Исходный текст —
# # # # # # #
Мои молодые соседи ехали со мной в электричке, везли дочку в зоопарк. Не будучи в состоянии ни молчать, ни говорить о другом, я рассказывала им о русском пьянстве как атрибуте игрового поведения, о величайшей из русских «незавершенок» – книге «Пьяненькие», бессознательно (не приходя в сознание) продолжая которую, каждый следующий автор забуревал и от генетических бродильных веществ, и от дрожжей, разведенных предшественниками. Русская литература фаталистически преемственна, пронизана стрелами аллюзий, в ней все скованы одной цепью, хотя именуется это обстоятельство, кажется, соборностью. Но – дрыгни ногой, и звон пойдет с фланга на фланг. Русская литература, может быть, наиболее хоровая из европейских. Солист здесь обречен на одиозность – это лучшая доля, а как правило – на безнадежное затирание ластиком. Но речь не о том. Я задала попутчикам задачу: назовите трех трезвых по мироощущению русских писателей. Молодые не задумываясь выпалили:

– Толстой!
# # # # # # #
Записи с разметкой позиций —

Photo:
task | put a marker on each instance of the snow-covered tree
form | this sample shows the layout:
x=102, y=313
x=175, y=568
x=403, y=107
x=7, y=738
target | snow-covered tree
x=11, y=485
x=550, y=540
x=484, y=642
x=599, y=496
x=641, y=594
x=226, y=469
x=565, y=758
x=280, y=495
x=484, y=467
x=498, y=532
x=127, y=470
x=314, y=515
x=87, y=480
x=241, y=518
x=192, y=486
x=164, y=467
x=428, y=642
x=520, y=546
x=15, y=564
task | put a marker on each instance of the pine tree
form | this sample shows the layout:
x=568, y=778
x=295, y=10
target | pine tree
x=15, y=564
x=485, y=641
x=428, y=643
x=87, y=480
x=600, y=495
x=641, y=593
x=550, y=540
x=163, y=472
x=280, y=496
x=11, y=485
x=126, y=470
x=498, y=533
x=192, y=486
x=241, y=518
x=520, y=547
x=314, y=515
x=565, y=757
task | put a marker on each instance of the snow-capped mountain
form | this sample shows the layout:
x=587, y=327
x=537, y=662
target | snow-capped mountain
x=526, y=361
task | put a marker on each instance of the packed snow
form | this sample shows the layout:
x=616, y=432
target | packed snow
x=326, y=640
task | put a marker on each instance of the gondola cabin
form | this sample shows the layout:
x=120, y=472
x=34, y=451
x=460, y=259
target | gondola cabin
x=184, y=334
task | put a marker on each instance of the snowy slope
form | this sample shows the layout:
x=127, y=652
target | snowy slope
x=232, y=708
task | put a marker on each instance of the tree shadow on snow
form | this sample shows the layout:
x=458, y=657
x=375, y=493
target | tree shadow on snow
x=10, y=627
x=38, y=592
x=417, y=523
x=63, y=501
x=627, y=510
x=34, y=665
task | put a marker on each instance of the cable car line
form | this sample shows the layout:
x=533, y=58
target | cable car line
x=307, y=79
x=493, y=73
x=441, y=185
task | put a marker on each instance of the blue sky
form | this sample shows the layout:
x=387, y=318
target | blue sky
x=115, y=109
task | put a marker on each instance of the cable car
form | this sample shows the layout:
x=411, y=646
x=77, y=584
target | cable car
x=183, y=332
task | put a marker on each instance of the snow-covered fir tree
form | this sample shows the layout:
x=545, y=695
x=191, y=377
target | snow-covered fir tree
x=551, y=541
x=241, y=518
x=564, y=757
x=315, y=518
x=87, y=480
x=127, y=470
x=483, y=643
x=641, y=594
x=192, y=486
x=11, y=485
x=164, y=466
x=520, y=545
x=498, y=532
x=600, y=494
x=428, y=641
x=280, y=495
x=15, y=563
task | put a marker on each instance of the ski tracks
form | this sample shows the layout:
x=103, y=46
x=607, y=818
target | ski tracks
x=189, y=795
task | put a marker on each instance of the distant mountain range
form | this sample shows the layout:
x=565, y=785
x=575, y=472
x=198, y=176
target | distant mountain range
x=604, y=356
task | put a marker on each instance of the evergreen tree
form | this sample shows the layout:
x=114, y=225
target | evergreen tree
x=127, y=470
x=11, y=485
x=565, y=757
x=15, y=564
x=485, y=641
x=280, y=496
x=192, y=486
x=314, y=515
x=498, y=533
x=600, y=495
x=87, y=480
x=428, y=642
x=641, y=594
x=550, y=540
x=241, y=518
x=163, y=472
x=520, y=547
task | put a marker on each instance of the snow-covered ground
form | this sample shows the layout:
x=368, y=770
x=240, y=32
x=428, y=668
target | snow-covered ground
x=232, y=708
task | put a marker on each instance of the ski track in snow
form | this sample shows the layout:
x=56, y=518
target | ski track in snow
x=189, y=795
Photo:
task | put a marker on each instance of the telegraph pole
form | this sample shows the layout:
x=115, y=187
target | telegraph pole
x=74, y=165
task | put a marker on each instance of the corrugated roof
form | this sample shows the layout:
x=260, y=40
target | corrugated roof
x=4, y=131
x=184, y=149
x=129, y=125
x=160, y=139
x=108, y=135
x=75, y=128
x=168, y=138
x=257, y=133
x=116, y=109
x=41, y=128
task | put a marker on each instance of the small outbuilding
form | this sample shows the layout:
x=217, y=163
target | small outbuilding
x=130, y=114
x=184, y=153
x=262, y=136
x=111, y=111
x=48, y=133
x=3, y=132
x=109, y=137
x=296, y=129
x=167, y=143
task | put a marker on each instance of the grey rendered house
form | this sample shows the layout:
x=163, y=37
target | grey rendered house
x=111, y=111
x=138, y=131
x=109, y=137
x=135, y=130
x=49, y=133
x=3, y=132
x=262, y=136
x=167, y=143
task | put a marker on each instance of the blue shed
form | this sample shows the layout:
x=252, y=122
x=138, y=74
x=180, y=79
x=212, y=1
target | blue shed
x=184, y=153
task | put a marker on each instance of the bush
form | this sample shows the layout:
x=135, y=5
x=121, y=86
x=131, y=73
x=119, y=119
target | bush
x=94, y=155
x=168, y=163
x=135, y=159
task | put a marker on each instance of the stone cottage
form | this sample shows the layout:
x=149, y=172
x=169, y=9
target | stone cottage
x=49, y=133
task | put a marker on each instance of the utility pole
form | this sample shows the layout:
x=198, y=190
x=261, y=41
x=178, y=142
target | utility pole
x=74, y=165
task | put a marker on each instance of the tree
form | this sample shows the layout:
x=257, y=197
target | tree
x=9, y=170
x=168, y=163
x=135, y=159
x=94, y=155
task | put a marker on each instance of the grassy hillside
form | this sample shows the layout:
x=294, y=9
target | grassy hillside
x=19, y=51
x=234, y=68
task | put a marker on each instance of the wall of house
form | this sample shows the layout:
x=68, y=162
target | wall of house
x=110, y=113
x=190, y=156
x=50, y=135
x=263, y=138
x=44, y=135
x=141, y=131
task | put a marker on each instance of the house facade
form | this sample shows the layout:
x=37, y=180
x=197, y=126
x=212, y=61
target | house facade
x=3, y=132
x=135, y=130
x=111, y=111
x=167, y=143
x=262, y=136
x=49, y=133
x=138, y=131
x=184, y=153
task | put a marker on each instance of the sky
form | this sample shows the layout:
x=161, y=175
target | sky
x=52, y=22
# # # # # # #
Задания —
a) Куда, согласно исходному тексту, соседи везли дочку?
b) Переведите на английский язык предложение из исходного текста: «Русская литература, может быть, наиболее хоровая из европейских».

Ответы к заданиям —
a) В зоопарк.

b) Russian literature is perhaps the most choral of the European literatures.